§ **Study questions**:
(a) Answer these from the YOLA Center article, one answer per line:
(i) How many young musicians does YOLA currently serve?
(ii) Who designed the Center?
(iii) What floor-to-ceiling height does the Center have?
(b) Duplicate the YOLA Center article word for word, from "Also enhancing the" up to and including "rehearsing and performing.".
Top of Page excerpt
In just over a decade, Youth Orchestra Los Angeles (YOLA), led by LA Phil Music and Artistic Director Gustavo Dudamel, has become one of the country’s most influential music education programs. And now — cue drum roll, please — YOLA at Inglewood will be the program’s fifth site (YOLA currently operates at four locations in L.A., and serves more than 1,300 young musicians and their families), the first to be situated at its own dedicated home: the Judith and Thomas L. Beckmen YOLA Center (BYC).
After a 2019 groundbreaking — and delays caused by the 2020 global pandemic — the Center, named after the Beckmens, is expected to begin classes in the fall. A planned grand opening in August has been put on hold pending the course of the Delta variant in the L.A. region. Designed by Frank Gehry, this former bank building in downtown Inglewood has been transformed into a 25,000-square-foot purpose-built facility that will expand the existing YOLA programs. At a cost of $23.5 million, the Center’s core is the 4,450 square feet of Edgerton Foundation Performance Hall, its height and stage equal in size to that of Walt Disney Concert Hall, with collapsible seating for up to 272 people that can also be converted into two smaller rehearsal spaces.
In addition, the partially-sprung floors are intended for collaborations with dance students, while there are also spaces for every need, from practice studios, large ensemble rooms, and a choir room to a technology-enabled classroom, a music library, instrument storage areas, and office and meeting spaces for LA Phil and YOLA staff and teachers.
Of course, a key element to any top-notch music center is its acoustics, and BYC has it in spades: Disney Hall’s acoustician, Yasuhisa Toyota has lent his aural talents to the Center, with its excavated basement and raised roof also sporting a 45-foot floor-to-ceiling height that further helps ensure pristine sounds.
Also enhancing the acoustics are the heavy materials that have been chosen for the interior construction, while the exterior materials of glass, metal, brick, tile and plaster have been retained so that passers-by on South La Brea Avenue are able to peek through the glass and see students rehearsing and performing.
This, too, is part of the grand plan. “We know how to do YOLA,” said Elsje Kibler-Vermaas, Vice President of Learning for the LA Phil, which oversees the YOLA Program, as she co-guided a recent in-person tour of the facility. “And our director Camille [Delaney-McNeil], will engage with local artists. This is a community space, but also a creative laboratory and we make sure that we’re good shepherds and every space is flexible.”
Project Manager Elaine Nesbit, who oversaw BYC’s construction and co-led the tour, is dedicated to the YOLA philosophy. “Everybody put a lot of heart into this,” she noted. “We treat students as artists and the Artist Entrance is the first space actually named for Frank Gehry.”
Nesbit explained: “[LA Phil Chief Executive Officer] Chad Smith asked Frank if he could name that entrance for him and Frank replied, “That’s amazing, because no one has ever named anything for me.” And when the light comes through the glass, the name [Frank Gehry Artist Entrance] is reflected right here,” she said, pointing to the floor.
Indeed, this seems the perfect metaphor for a building dedicated to talent, youth, and music, one that will shine a glorious light not only on the community, but also on Los Angeles and, in turn, the world at large.
Bottom of Page excerpt
Top of Records supplied
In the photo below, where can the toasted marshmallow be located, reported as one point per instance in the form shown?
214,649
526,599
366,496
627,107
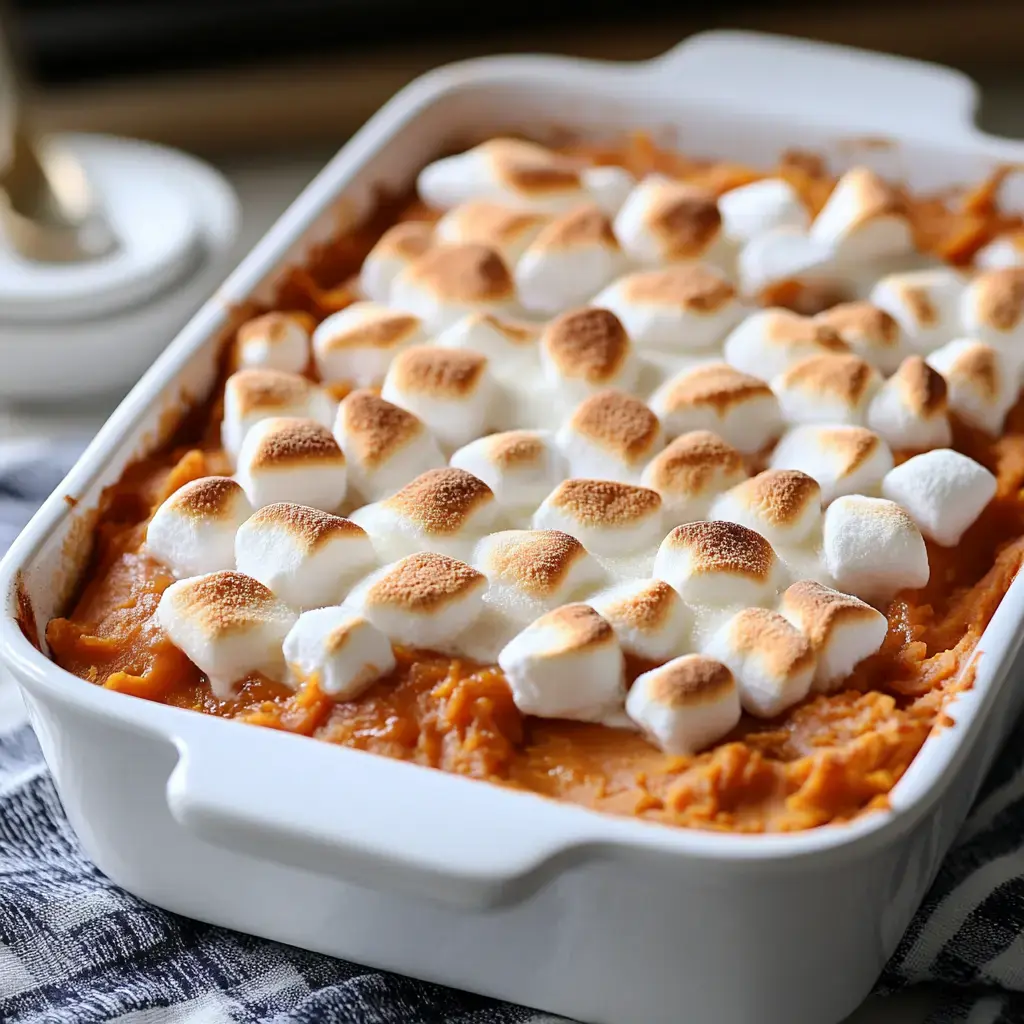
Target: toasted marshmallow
384,445
843,631
292,460
193,531
396,249
690,472
863,219
770,341
718,563
843,460
685,705
448,282
782,505
307,557
925,303
738,408
567,664
649,617
449,389
608,517
568,261
273,341
251,395
228,625
830,388
356,345
587,350
771,660
910,410
521,467
424,600
610,436
981,388
761,206
682,307
872,548
445,510
869,332
942,491
340,650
Bottom of Records supplied
§ **Answers per task**:
(a)
(i) More than 1,300
(ii) Frank Gehry
(iii) 45 feet

(b)
Also enhancing the acoustics are the heavy materials that have been chosen for the interior construction, while the exterior materials of glass, metal, brick, tile and plaster have been retained so that passers-by on South La Brea Avenue are able to peek through the glass and see students rehearsing and performing.